SET TASK = Can you transcribe every entry word for word, skipping the images?

Photo-based point labeling data:
== == ==
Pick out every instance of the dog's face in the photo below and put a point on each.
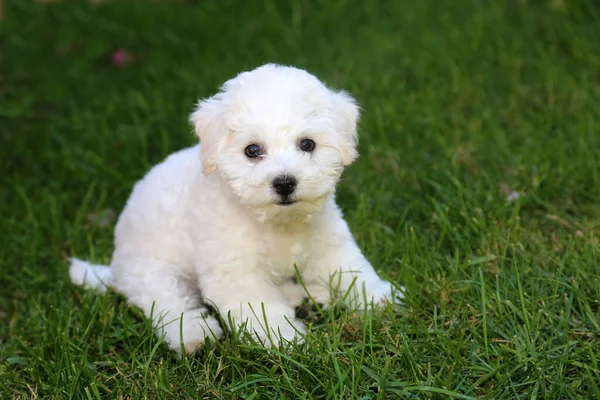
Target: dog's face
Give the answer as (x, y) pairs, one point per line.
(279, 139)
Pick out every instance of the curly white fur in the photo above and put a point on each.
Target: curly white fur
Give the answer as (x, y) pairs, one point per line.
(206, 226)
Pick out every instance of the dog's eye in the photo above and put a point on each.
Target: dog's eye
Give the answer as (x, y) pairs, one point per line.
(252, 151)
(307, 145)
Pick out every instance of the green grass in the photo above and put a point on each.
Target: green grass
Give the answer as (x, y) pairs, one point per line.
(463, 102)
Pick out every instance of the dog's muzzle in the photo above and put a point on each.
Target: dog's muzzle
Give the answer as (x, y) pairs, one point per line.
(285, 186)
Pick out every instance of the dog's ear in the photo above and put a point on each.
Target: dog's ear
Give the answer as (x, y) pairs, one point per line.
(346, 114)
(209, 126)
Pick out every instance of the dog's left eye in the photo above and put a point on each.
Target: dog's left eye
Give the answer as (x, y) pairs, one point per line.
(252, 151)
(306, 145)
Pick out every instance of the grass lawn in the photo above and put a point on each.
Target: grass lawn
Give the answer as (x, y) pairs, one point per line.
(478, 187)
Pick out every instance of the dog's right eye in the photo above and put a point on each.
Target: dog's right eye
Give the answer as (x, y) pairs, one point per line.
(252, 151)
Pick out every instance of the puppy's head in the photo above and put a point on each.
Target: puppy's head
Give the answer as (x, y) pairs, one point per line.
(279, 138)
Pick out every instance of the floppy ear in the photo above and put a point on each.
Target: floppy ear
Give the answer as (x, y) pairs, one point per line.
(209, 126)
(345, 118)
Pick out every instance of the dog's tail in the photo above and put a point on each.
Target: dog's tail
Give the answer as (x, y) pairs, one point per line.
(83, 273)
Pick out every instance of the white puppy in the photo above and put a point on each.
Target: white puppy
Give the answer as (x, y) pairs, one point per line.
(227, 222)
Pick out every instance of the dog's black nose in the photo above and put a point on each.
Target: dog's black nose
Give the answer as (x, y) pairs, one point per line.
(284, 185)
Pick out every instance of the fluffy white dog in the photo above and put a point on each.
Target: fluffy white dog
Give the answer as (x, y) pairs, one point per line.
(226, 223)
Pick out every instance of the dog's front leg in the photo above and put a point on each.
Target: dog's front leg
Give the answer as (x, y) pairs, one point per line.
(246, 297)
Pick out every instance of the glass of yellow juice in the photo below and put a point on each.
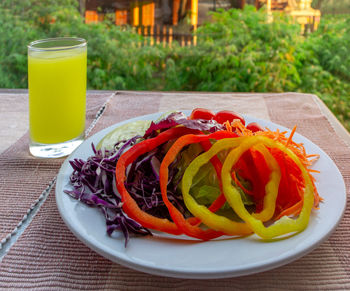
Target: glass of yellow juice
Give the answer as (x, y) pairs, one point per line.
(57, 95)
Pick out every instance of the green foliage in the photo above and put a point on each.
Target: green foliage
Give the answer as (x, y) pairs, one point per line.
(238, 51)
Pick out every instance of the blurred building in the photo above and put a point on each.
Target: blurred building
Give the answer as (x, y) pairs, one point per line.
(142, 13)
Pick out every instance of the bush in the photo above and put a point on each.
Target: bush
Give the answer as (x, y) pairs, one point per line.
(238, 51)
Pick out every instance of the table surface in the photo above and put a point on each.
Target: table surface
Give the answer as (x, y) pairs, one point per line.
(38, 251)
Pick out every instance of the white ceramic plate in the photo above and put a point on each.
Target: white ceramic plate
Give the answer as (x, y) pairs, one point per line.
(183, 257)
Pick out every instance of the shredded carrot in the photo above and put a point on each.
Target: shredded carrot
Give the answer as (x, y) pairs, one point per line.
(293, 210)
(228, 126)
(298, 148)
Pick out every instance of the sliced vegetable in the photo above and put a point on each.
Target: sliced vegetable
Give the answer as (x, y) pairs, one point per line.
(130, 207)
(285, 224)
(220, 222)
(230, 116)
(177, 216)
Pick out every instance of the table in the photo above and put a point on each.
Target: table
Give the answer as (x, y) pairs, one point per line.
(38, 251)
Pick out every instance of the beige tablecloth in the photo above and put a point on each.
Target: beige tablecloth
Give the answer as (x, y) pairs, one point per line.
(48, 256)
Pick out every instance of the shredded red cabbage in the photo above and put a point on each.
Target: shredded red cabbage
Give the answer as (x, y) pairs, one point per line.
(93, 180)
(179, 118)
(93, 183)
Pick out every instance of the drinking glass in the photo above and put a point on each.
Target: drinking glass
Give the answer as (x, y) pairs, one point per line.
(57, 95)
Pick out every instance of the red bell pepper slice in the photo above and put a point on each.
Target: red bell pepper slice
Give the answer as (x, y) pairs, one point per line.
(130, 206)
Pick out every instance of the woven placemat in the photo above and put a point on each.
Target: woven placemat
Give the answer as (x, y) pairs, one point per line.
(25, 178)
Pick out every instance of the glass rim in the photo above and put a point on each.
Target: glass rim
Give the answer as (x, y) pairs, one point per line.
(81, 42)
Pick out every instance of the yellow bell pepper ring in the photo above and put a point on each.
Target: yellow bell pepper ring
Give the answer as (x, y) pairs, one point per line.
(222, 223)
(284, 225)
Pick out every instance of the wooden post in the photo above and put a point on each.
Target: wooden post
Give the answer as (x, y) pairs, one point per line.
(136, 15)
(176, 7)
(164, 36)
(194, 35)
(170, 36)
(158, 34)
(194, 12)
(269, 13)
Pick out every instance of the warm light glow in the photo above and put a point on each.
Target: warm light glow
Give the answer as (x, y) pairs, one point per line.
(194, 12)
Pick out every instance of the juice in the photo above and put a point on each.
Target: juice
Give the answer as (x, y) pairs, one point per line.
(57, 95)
== == ==
ANSWER FOR THIS EXERCISE =
Pick out every instance of the dog's face in the photo below and put a point on each.
Target: dog's face
Give the answer as (x, y) pairs, one point per line.
(279, 139)
Pick out every instance of the curly white fur in the photo above and put a point on each.
Target: curly white fur
Give the answer as (x, y) pairs, one point per line.
(206, 226)
Pick out every instance of the dog's eye in the photo above and put a point on each.
Target: dog's eye
Give the answer as (x, y) pairs, one point per line.
(252, 151)
(307, 145)
Pick out every instance of the green grass in the photo above and put a point on each.
Target: green grass
Give the answer as (x, y) pairs, one point per line.
(463, 102)
Pick out every instance of the dog's muzzle in the photo above and put a point on each.
Target: dog's muzzle
Give the answer as (x, y) pairs, one point per line.
(285, 186)
Pick out every instance of the dog's ear in the photo above and put a point on each.
Target: dog's ear
Give the answer as (x, y) pairs, one point per line.
(346, 114)
(209, 126)
Pick out every instance of the dog's left eye in the photo above and put a point on each.
Target: dog's left eye
Give the answer as (x, y) pairs, one point per line.
(252, 151)
(306, 145)
Pick out every instance of the grass lawn in the photo above and put a point on each.
Target: grass lawn
Give the answer as (x, y) pairs, one point per line.
(478, 187)
Pick out every instance of the dog's right eye in the photo above and put a point on each.
Target: dog's right eye
Give the answer as (x, y) pairs, one point per line.
(252, 151)
Pick out every instance of the puppy's head in the photo above and put a point on each.
Target: puppy's head
Give the answer as (x, y) pairs, one point per line.
(279, 138)
Pick out every instance of the floppy ear in the photo above and put a point on each.
Target: floppy ear
Give the answer as (x, y) pairs, one point per line.
(209, 126)
(345, 118)
Pick out every instance of the dog's tail in the photo above and put a point on each.
Target: dog's tail
Give the answer as (x, y) pairs, one point per line.
(83, 273)
Pick out every instance of the white puppy in the photo above and put a point on each.
Target: white puppy
Give the answer as (x, y) pairs, one point per line.
(227, 222)
Pick out every instance of the dog's black nose in the photo above and put a point on each.
Target: dog's black nose
Give the answer as (x, y) pairs, one point per line.
(284, 185)
Pick out every instance of the fluffy white dog in the photo above and put a point on each.
Target: fluffy white dog
Give the answer as (x, y) pairs, one point per line.
(226, 223)
Pick out every instance of the dog's front leg in the photo above and put a point on each.
Target: dog's front leg
Give the answer as (x, y) pairs, one point per line.
(246, 297)
Pick out every instance of the glass of yellow juice in the photo below and put a point on each.
Target: glass of yellow juice
Give the answer as (x, y) pairs, one point per line.
(57, 95)
Pick out every instance of the green foliage in the photo above and put a point on each.
Target: green foliage
Give the answer as (x, y) pairs, one point per line.
(238, 51)
Pick out every instance of the blurred building in the photo above and put a point on each.
Target: blurred building
Give the answer as (x, y) pairs, one point per line.
(142, 13)
Pick out every instance of the bush in the photo above and put a point on each.
Target: bush
Give the answer as (x, y) pairs, one point per line.
(238, 51)
Pick out every instance of the table surface in the photo above and put a point on each.
Target: table surface
Give the answer as (x, y) pairs, one point per line.
(38, 251)
Pick out every instance of the white ceramic plate in the photo above and put a point on each.
Target: white ceramic plate
Give the answer as (x, y) pairs, one point per line.
(183, 257)
Pick out every instance of the shredded carrot in the photo above and put a point on each.
Target: shredded carrot
Give the answer as (x, y) pairs, one point per line.
(293, 210)
(228, 126)
(298, 148)
Pick out every instance of the sliced vegetable in the photo above and put a point on each.
Target: sliced vegetable
Give the answer as (x, y) pairs, one point per line.
(130, 207)
(285, 224)
(220, 222)
(230, 116)
(177, 216)
Pick out every instance of the table in the photo above and put a point on each.
Target: table
Give the answer as (x, y) pairs, one point per line.
(38, 251)
Pick out every instance of the beige tablecloth in the photo above and put a point on each.
Target: beige tablecloth
Give the answer as (x, y) pairs, one point per line.
(48, 256)
Pick out every instance of the shredded red cabbage in the photo above and put a point on each.
Target: shredded red cabbage
Give the answer as (x, y) pairs, one point per line.
(93, 180)
(179, 118)
(93, 183)
Pick out every instance of the drinking glass in the photo above and put a point on each.
Target: drinking glass
Give the answer as (x, y) pairs, one point per line.
(57, 95)
Pick out every instance of the red bell pepper slice in the photo above and put a point on each.
Target: red bell pepper slice
Give the answer as (x, y) pairs, one point per line.
(130, 206)
Pick out every instance of the woven placemat in the photo above and put a point on each.
Target: woven placemat
Give the answer as (x, y) pairs, one point per line.
(25, 178)
Pick out every instance of the glass rim in the photo above and put a point on each.
Target: glass rim
Give the answer as (x, y) pairs, one point per line.
(81, 42)
Pick out every instance of the yellow bell pepper ring in the photo above and put a point on each.
Target: yellow bell pepper ring
Give the answer as (x, y) pairs, one point per line.
(222, 223)
(284, 225)
Pick out every instance of the wooden post in the photo above and put a point on each.
Target: wooden post
Give the answer as (x, y) pairs, one point per line.
(136, 15)
(176, 7)
(164, 36)
(194, 35)
(170, 36)
(158, 34)
(194, 12)
(269, 13)
Pick out every instance of the warm light glow in the photo above and put a point on each.
Target: warm light glow
Give the answer as (x, y) pairs, one point per line.
(194, 12)
Pick out every instance of the juice in the photo above and put a point on each.
Target: juice
Give the answer as (x, y) pairs, one point per line.
(57, 95)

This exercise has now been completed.